On the planet’s final frontier, more and more countries are beefing up their border guards.
India became the latest country to boost its defense presence in space, announcing last week plans to develop a military space program to counter the fast-growing space defense efforts of neighboring China.
India, which has an extensive civilian space satellite program, must “optimize space applications for military purposes,” army Chief of Staff Gen. Deepak Kapoor said at a defense conference in New Delhi. “The Chinese space program is expanding at an exponentially rapid pace in both offensive and defensive content.”
Last month, Japanese lawmakers passed a bill ending a decades-old ban on the use of the country’s space programs for defense, although officials in Tokyo insist that the country has no plans to develop a military program in space.
French President Nicolas Sarkozy, in the first major review of France’s defense and security policy in more than a decade, has proposed nearly doubling spending for space intelligence assets, including spy satellites, to more than $1 billion annually.
“I don’t think what you are seeing is coincidental,” said Wade Boese, a researcher at the Washington-based Arms Control Association. “Countries are increasingly aware of the potential for military development in space, and increasingly aware that other countries are moving ahead.”
The issue of an arms race in space took on new prominence in January 2007, when China stunned Western military analysts by using a medium-range ballistic missile to shoot down a defunct weather satellite. Pentagon planners said two orbiting U.S. spacecraft were forced to change course to avoid being hit by the thousands of pieces of space debris caused by the surprise test.
China insists the exercise was not conducted for military reasons.
“We are against weaponization or an arms race in space,” Zhou Wenzhong, China’s ambassador to the United States, said in an interview at The Washington Times earlier this month. “This was a scientific experiment.”

- Set of tasks
A – From the article on military space programs, extract the stretch from "India, which has" through "than $1 billion annually.".
B – List every person named in the article on military space programs.
C – Continue the article on military space programs, starting after its final paragraph.

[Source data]
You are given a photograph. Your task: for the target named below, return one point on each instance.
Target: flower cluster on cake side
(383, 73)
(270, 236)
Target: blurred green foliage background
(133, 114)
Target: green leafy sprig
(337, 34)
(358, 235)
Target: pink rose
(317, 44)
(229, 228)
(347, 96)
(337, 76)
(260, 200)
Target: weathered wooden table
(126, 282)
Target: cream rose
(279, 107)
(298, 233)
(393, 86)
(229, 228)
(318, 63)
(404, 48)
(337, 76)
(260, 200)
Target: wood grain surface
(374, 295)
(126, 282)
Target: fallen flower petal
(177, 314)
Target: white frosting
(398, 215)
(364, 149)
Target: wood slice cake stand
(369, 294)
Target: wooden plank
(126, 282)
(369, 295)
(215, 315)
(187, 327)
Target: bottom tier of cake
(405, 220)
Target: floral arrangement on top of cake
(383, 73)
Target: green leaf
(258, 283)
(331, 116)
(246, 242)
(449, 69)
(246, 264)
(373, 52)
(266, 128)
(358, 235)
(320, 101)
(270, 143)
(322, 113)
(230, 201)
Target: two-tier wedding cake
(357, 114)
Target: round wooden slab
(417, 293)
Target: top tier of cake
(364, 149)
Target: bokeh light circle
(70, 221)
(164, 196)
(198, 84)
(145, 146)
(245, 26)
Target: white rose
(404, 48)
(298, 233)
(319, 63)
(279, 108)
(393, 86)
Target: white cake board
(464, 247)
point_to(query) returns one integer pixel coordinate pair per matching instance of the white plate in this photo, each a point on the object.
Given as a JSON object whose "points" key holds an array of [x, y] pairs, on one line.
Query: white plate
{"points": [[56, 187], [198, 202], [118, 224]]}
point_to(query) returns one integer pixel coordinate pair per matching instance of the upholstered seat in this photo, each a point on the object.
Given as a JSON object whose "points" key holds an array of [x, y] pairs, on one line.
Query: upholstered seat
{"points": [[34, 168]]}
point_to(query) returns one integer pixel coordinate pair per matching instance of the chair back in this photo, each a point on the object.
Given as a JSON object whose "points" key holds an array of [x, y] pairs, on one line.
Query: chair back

- Your written answers
A –
India, which has an extensive civilian space satellite program, must “optimize space applications for military purposes,” army Chief of Staff Gen. Deepak Kapoor said at a defense conference in New Delhi. “The Chinese space program is expanding at an exponentially rapid pace in both offensive and defensive content.”
Last month, Japanese lawmakers passed a bill ending a decades-old ban on the use of the country’s space programs for defense, although officials in Tokyo insist that the country has no plans to develop a military program in space.
French President Nicolas Sarkozy, in the first major review of France’s defense and security policy in more than a decade, has proposed nearly doubling spending for space intelligence assets, including spy satellites, to more than $1 billion annually.

B –
Gen. Deepak Kapoor
Nicolas Sarkozy
Wade Boese
Zhou Wenzhong

C –
But in what many around the world saw as at least in part a return salvo to the Chinese action, the U.S. Navy in February shot down a wayward U.S. spy satellite over the Pacific, arguing that the action was needed to prevent the craft from crashing to Earth and spreading potentially toxic fuel.
India, which competes for influence with China even as trade relations between the two Asian giants have blossomed, made no effort to hide its concerns about Beijing’s plans for space.
“With time we will get sucked into a military race to protect our space assets and inevitably there will be a military contest in space,” Lt. Gen. H.S. Lidder, one of India’s most senior officers, said last week in comments reported by the Indian Express newspaper and confirmed by the country’s defense ministry.
“In a life-and-death scenario, space will provide the advantage,” Gen. Lidder said.
Although the United States holds a vast technological and spending edge in space defense programs, the military’s reliance on satellites and space-based assets exposes the United States more than any other country to military threats in space.
Nancy Gallagher and John D. Steinbruner, researchers at the University of Maryland’s Center for International Studies, argue in a study that the Pentagon cannot hope to dominate space through technological and material superiority.